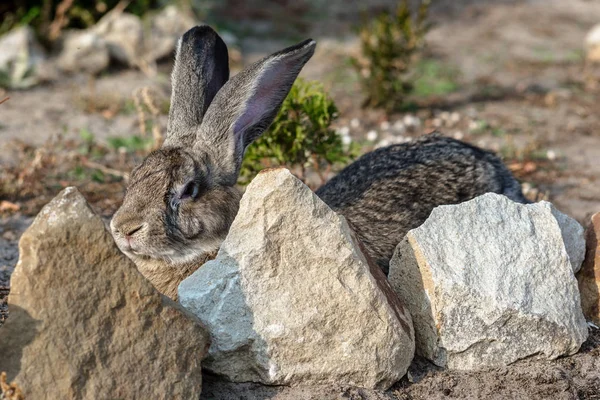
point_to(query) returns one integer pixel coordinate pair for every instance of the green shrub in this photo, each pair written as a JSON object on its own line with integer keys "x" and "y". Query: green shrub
{"x": 390, "y": 45}
{"x": 40, "y": 14}
{"x": 301, "y": 137}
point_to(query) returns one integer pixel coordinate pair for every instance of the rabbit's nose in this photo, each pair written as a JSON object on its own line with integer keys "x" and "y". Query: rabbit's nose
{"x": 130, "y": 232}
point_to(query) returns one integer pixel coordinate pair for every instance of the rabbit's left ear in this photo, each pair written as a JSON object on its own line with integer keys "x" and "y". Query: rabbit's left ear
{"x": 247, "y": 104}
{"x": 201, "y": 69}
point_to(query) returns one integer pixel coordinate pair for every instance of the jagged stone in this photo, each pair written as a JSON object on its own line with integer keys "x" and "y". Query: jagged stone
{"x": 291, "y": 298}
{"x": 488, "y": 282}
{"x": 85, "y": 324}
{"x": 589, "y": 275}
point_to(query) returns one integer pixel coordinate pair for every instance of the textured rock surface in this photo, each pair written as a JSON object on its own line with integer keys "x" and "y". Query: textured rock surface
{"x": 291, "y": 299}
{"x": 21, "y": 57}
{"x": 124, "y": 36}
{"x": 592, "y": 44}
{"x": 85, "y": 324}
{"x": 488, "y": 282}
{"x": 166, "y": 28}
{"x": 589, "y": 275}
{"x": 83, "y": 51}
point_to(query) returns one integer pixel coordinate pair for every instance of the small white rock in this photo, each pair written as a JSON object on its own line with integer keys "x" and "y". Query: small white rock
{"x": 372, "y": 135}
{"x": 490, "y": 281}
{"x": 344, "y": 131}
{"x": 454, "y": 117}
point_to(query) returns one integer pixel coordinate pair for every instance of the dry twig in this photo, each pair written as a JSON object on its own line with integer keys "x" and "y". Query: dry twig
{"x": 9, "y": 391}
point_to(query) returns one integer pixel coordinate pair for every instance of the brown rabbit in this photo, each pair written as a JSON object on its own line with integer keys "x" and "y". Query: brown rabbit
{"x": 182, "y": 199}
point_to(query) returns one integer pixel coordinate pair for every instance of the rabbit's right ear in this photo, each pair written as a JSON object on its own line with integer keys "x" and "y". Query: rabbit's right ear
{"x": 246, "y": 106}
{"x": 201, "y": 69}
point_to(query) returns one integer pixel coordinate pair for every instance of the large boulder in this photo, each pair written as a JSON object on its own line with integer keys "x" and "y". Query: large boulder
{"x": 124, "y": 36}
{"x": 292, "y": 299}
{"x": 21, "y": 58}
{"x": 83, "y": 51}
{"x": 488, "y": 282}
{"x": 166, "y": 27}
{"x": 589, "y": 275}
{"x": 85, "y": 324}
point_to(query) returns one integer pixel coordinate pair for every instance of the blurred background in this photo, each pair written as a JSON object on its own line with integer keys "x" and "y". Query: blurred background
{"x": 84, "y": 89}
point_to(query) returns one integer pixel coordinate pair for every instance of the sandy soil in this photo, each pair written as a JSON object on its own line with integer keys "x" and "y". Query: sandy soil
{"x": 521, "y": 70}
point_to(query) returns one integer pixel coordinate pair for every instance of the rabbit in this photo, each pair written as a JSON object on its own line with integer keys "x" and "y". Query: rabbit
{"x": 391, "y": 190}
{"x": 182, "y": 199}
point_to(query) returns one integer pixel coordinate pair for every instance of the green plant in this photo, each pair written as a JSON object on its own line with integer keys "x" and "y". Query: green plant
{"x": 390, "y": 45}
{"x": 49, "y": 17}
{"x": 301, "y": 137}
{"x": 434, "y": 78}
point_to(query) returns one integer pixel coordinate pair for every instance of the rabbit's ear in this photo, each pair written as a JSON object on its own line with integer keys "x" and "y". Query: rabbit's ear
{"x": 247, "y": 104}
{"x": 201, "y": 69}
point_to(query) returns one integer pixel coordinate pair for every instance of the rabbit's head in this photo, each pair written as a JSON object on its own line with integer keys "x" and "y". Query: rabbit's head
{"x": 182, "y": 199}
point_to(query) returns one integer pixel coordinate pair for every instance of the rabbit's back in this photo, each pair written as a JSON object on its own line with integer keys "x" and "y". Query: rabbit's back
{"x": 392, "y": 190}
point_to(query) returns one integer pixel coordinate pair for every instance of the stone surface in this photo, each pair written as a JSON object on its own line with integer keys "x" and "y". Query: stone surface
{"x": 85, "y": 324}
{"x": 83, "y": 51}
{"x": 589, "y": 275}
{"x": 573, "y": 235}
{"x": 21, "y": 58}
{"x": 592, "y": 44}
{"x": 489, "y": 282}
{"x": 124, "y": 36}
{"x": 166, "y": 28}
{"x": 291, "y": 299}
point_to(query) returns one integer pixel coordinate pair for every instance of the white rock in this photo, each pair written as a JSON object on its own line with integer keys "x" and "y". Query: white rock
{"x": 489, "y": 282}
{"x": 83, "y": 51}
{"x": 372, "y": 136}
{"x": 124, "y": 36}
{"x": 592, "y": 44}
{"x": 399, "y": 127}
{"x": 291, "y": 298}
{"x": 21, "y": 57}
{"x": 166, "y": 28}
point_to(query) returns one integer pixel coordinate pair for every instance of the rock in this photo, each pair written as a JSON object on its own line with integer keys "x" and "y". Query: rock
{"x": 488, "y": 282}
{"x": 291, "y": 298}
{"x": 83, "y": 51}
{"x": 21, "y": 58}
{"x": 592, "y": 44}
{"x": 166, "y": 28}
{"x": 572, "y": 234}
{"x": 124, "y": 35}
{"x": 85, "y": 324}
{"x": 589, "y": 275}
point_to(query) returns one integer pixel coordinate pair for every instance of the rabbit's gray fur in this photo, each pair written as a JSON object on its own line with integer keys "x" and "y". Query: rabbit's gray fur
{"x": 391, "y": 190}
{"x": 182, "y": 199}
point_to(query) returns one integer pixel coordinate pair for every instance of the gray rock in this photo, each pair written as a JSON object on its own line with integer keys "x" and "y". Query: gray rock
{"x": 573, "y": 236}
{"x": 124, "y": 36}
{"x": 83, "y": 51}
{"x": 488, "y": 282}
{"x": 166, "y": 28}
{"x": 291, "y": 298}
{"x": 21, "y": 58}
{"x": 85, "y": 324}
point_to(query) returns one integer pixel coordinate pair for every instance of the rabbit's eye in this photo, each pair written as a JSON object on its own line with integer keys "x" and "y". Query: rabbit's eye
{"x": 190, "y": 191}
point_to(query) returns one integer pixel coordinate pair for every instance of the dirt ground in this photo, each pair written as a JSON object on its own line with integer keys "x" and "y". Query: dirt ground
{"x": 522, "y": 88}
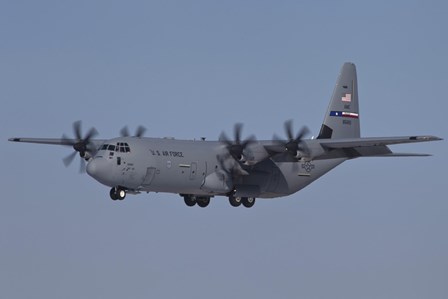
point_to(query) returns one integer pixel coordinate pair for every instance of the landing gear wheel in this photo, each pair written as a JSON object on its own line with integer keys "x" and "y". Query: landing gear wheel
{"x": 248, "y": 202}
{"x": 113, "y": 194}
{"x": 203, "y": 201}
{"x": 121, "y": 194}
{"x": 189, "y": 200}
{"x": 234, "y": 201}
{"x": 117, "y": 193}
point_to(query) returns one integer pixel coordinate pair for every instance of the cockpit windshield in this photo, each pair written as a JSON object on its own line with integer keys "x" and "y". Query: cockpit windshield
{"x": 121, "y": 147}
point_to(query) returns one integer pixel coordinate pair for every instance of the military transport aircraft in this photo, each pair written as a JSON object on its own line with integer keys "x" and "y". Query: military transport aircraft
{"x": 241, "y": 170}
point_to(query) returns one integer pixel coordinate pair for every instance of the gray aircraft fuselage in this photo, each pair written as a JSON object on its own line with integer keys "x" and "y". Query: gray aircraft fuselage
{"x": 184, "y": 167}
{"x": 240, "y": 169}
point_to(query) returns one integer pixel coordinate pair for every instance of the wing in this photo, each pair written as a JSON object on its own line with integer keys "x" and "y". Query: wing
{"x": 92, "y": 145}
{"x": 55, "y": 141}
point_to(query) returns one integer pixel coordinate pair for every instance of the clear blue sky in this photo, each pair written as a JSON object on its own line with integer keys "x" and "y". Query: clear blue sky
{"x": 372, "y": 228}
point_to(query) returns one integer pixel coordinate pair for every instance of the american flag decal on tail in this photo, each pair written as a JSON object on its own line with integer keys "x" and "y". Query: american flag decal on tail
{"x": 344, "y": 114}
{"x": 347, "y": 98}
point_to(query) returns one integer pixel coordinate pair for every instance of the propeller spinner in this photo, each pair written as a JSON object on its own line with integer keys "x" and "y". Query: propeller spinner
{"x": 293, "y": 145}
{"x": 80, "y": 144}
{"x": 236, "y": 147}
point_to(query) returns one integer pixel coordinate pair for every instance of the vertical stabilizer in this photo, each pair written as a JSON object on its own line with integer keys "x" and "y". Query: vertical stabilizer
{"x": 342, "y": 117}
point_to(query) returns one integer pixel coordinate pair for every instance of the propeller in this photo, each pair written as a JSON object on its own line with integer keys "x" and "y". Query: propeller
{"x": 79, "y": 144}
{"x": 237, "y": 146}
{"x": 138, "y": 133}
{"x": 293, "y": 144}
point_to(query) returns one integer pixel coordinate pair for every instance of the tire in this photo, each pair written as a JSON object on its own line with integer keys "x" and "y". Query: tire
{"x": 113, "y": 194}
{"x": 234, "y": 201}
{"x": 248, "y": 202}
{"x": 203, "y": 201}
{"x": 189, "y": 200}
{"x": 121, "y": 194}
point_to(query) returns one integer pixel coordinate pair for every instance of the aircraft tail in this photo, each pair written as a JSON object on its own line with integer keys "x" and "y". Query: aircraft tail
{"x": 342, "y": 117}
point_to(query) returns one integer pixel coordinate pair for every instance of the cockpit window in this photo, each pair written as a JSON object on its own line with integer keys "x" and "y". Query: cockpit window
{"x": 122, "y": 147}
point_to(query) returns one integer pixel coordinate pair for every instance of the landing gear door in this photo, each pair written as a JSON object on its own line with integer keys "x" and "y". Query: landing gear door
{"x": 150, "y": 172}
{"x": 193, "y": 170}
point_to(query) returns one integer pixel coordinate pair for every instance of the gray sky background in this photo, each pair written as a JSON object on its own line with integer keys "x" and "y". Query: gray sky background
{"x": 372, "y": 228}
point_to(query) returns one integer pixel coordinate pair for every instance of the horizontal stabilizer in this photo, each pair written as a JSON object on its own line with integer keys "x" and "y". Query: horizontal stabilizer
{"x": 375, "y": 141}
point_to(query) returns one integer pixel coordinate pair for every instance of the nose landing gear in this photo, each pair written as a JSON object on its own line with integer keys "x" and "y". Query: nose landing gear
{"x": 117, "y": 193}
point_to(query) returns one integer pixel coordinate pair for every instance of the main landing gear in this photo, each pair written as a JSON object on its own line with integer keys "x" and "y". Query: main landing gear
{"x": 117, "y": 193}
{"x": 191, "y": 200}
{"x": 203, "y": 201}
{"x": 248, "y": 202}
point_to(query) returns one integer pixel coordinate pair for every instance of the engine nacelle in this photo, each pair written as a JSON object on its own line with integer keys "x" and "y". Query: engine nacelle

——————

§ WHAT YOU HAVE TO DO: Find the line that contains "Query: main landing gear" in the listing above. Retype it and every line after it up to the last, exactly, and nothing else.

§ OUTPUT FOR THIS EXERCISE:
point_to(query) returns one integer pixel coordinate pair for every instance of the main landing gear in this photo, each pair written as a JSON object on its own line with integer keys "x" and "y". Query: main landing gear
{"x": 117, "y": 193}
{"x": 191, "y": 200}
{"x": 203, "y": 201}
{"x": 248, "y": 202}
point_to(query) returns one integer pixel coordinate pair for every instance of the engine nacelle in this photo, each pair written as a JSON object on its own line with integer keys "x" and "y". Query: engine nacelle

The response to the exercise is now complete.